SUPPLIED PASSAGE
>>>>
# This notebook focuses on visualizing sentiment data related to 'Drag Race' and 'Love Island'. It imports necessary datasets, performs preliminary data analysis, and utilizes various plotting techniques to provide visual insights into the sentiment distribution, frequency of unique values, and other relevant information.

Importing necessary libraries and modules for the analysis.

In [None]:
import pandas as pd

Reading another dataset from a CSV file into a pandas DataFrame.

In [None]:
drag_new = pd.read_csv('Notebook_4_new_drag.csv')
love_new = pd.read_csv('Notebook_4_new_loveisland.csv')

In [None]:
tweets_new = pd.concat([drag_new, love_new], axis=0)

Calculating the frequency of unique values in a DataFrame column.

In [None]:
tweets_new['Label'].value_counts()

<s>        4827
nothate    4763
hate        237
<pad>       173
Name: Label, dtype: int64

Renaming the lables

In [None]:
tweets_new['Label'].replace({'<s>': 'nothate', '<pad>': 'hate'}, inplace=True)
<<<<
ENTRIES SUPPLIED
>>>>
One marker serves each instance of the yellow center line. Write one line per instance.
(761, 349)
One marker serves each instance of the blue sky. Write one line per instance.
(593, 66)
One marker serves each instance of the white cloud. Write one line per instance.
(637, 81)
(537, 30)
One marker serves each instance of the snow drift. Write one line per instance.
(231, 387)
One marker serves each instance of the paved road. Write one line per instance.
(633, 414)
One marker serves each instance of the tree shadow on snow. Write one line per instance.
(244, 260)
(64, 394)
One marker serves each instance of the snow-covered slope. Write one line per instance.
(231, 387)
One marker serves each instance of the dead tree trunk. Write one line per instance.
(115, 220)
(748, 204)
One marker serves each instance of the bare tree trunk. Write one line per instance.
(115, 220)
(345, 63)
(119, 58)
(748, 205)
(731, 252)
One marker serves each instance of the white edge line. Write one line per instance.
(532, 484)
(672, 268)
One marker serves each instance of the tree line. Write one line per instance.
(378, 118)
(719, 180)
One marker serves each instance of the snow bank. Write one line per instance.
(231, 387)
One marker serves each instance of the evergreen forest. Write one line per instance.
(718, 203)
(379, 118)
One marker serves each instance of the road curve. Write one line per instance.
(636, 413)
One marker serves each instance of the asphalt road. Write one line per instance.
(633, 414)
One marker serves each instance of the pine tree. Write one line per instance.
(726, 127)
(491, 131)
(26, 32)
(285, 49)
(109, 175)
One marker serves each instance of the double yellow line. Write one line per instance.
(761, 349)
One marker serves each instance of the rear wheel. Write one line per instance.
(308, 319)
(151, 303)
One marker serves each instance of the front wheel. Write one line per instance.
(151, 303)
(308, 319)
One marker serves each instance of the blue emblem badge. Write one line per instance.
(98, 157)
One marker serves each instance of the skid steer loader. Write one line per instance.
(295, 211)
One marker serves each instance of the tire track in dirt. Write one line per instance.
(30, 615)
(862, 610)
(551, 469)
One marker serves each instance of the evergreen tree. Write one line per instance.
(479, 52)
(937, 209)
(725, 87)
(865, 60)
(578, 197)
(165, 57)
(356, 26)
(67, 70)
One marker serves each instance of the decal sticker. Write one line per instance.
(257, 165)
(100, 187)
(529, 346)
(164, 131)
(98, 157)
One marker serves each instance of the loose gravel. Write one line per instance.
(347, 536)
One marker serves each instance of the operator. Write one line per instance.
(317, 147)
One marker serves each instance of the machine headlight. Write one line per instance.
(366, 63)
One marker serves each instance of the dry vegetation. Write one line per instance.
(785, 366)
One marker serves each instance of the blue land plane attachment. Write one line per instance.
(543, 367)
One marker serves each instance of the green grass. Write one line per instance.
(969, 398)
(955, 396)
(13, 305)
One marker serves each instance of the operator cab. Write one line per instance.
<<<<
GIVEN EXERCISE 1
List every distinct label value that the value count output in the sentiment notebook above reports, along with its count.
GIVEN EXERCISE 2
In the sentiment notebook, what two label values does the renaming step convert into "nothate" and "hate"?
GIVEN EXERCISE 3
From the sentiment notebook, duplicate the passage starting with "Reading another dataset" and going on through "pd.concat([drag_new, love_new], axis=0)".

FULL OUTPUT 1
<s>: 4827
nothate: 4763
hate: 237
<pad>: 173

FULL OUTPUT 2
It converts "<s>" to "nothate" and "<pad>" to "hate".

FULL OUTPUT 3
Reading another dataset from a CSV file into a pandas DataFrame.

In [None]:
drag_new = pd.read_csv('Notebook_4_new_drag.csv')
love_new = pd.read_csv('Notebook_4_new_loveisland.csv')

In [None]:
tweets_new = pd.concat([drag_new, love_new], axis=0)